Çözülecek Görevler:
**a.** Siber saldırılarla ilgili alıntı metinde "Sayın Bakanım, bu" ile "vesairelerle meşgul oluyor." arasındaki kısmı, iki uç da dahil olmak üzere yeniden yazın. Bu kısımda "bankalar" yerine "şirketler" koyun.
**b.** Siber saldırılarla ilgili alıntı metne göre şu soruları yanıtlayın:
(i) Karanlığa gömülen il sayısı kaçtır?
(ii) Konuşmacı özellikle hangi kurumun nerede olduğunu merak ettiğini söylüyor?
(iii) Türkiye İletişim Başkanlığı internette neyle meşgul oluyor?
**c.** Siber saldırılarla ilgili alıntı metni, son cümlesinin ardından sürdürün.

Alıntı Metin:
Sayın Bakanım, bu kurumlar işlerini yapsınlar, toplumu baskılamayla meşgul olmasınlar. Türkiye, tarihinin en büyük elektrik siber saldırısını yaşadı, Türkiye'nin tamamı, 81 il karanlığa gömüldü. O zaman neredeydi bu iki kurum? Ben özellikle bu Bilgi Teknolojileri Kurumu Başkanlığını merak ettim, neredeydi bu kurum? 81 il saldırıya uğradı, bankalar saldırıya uğruyor, Türkiye siber saldırılara en çok uğrayan ülkelerin başında ve dünya siber saldırılardan büyük bir mağduriyet yaşıyor, büyük bir bütçe harcaması yapıyor ama bu Türkiye İletişim Başkanlığı, internetlerde işte bilmem birilerinin tuzağa düşürülmesi vesairelerle meşgul oluyor.

Listelenen Kayıtlar:
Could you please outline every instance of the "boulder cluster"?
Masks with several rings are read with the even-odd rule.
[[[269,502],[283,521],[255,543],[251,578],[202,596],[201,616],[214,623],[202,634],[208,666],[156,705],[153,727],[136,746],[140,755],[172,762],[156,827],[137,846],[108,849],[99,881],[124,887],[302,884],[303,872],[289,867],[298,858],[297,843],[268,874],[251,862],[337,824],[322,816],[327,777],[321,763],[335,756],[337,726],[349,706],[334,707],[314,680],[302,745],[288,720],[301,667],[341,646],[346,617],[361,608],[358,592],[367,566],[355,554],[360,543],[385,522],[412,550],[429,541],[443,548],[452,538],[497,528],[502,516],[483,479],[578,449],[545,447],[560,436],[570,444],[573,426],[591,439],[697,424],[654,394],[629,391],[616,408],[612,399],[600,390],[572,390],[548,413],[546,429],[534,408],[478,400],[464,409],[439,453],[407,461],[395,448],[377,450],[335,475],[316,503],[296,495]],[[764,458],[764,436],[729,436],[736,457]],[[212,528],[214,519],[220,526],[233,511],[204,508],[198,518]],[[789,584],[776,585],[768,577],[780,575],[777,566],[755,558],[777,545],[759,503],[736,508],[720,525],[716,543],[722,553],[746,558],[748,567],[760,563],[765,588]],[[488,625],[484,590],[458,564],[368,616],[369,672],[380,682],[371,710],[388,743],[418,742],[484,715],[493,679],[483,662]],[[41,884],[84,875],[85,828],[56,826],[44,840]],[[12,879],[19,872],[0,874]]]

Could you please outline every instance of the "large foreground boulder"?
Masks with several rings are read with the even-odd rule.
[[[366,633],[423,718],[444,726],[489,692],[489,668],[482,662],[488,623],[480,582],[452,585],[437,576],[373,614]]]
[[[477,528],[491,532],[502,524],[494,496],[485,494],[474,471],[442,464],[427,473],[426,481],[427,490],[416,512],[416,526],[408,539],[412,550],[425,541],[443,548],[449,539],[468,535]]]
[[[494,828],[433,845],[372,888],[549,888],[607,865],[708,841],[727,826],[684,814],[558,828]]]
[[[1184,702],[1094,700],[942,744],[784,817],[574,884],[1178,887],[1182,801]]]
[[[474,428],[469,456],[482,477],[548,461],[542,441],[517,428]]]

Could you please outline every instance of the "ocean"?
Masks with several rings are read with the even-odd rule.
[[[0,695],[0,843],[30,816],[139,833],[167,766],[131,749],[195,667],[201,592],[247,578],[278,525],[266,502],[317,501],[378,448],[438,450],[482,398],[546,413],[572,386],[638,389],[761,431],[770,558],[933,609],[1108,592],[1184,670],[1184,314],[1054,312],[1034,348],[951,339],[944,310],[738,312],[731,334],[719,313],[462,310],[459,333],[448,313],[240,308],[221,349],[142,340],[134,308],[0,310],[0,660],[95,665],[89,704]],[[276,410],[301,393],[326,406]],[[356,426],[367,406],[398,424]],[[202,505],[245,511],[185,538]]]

Nihai Sonuçlar:
**a.**
Sayın Bakanım, bu kurumlar işlerini yapsınlar, toplumu baskılamayla meşgul olmasınlar. Türkiye, tarihinin en büyük elektrik siber saldırısını yaşadı, Türkiye'nin tamamı, 81 il karanlığa gömüldü. O zaman neredeydi bu iki kurum? Ben özellikle bu Bilgi Teknolojileri Kurumu Başkanlığını merak ettim, neredeydi bu kurum? 81 il saldırıya uğradı, şirketler saldırıya uğruyor, Türkiye siber saldırılara en çok uğrayan ülkelerin başında ve dünya siber saldırılardan büyük bir mağduriyet yaşıyor, büyük bir bütçe harcaması yapıyor ama bu Türkiye İletişim Başkanlığı, internetlerde işte bilmem birilerinin tuzağa düşürülmesi vesairelerle meşgul oluyor.

**b.**
(i) 81
(ii) Bilgi Teknolojileri Kurumu Başkanlığı
(iii) Birilerinin tuzağa düşürülmesi vesairelerle

**c.**
byLock kullanmayan insanlar... On binlerce insanı siz deşifre ettiniz, Hükûmetiniz deşifre etti. byLock kullandıkları gerekçesiyle cezaevine atıldılar ama sonra öğrendik ki bu insanlar byLock kullanıcısı değil, tam tersine byLock mağduruymuşlar, tahliye edildiler. Ben merak ediyorum, bu kamu otoritesinin bu keyfîliği, bu vurdumduymazlığı, bu tutarsızlığı hiç mi Hükûmetinizin ilgi alanına girmiyor?
Daha çok söylenecek bir şey var: Bu kadar absürt, çizgileri belirlenmemiş, etrafı belirlenmemiş, takdir yetkisinin sınırları belirlenmemiş bir yasal düzenlemeyi bu Parlamentonun geçirmesi gerçekten üzüntü verici olur.
Çok teşekkür ediyorum.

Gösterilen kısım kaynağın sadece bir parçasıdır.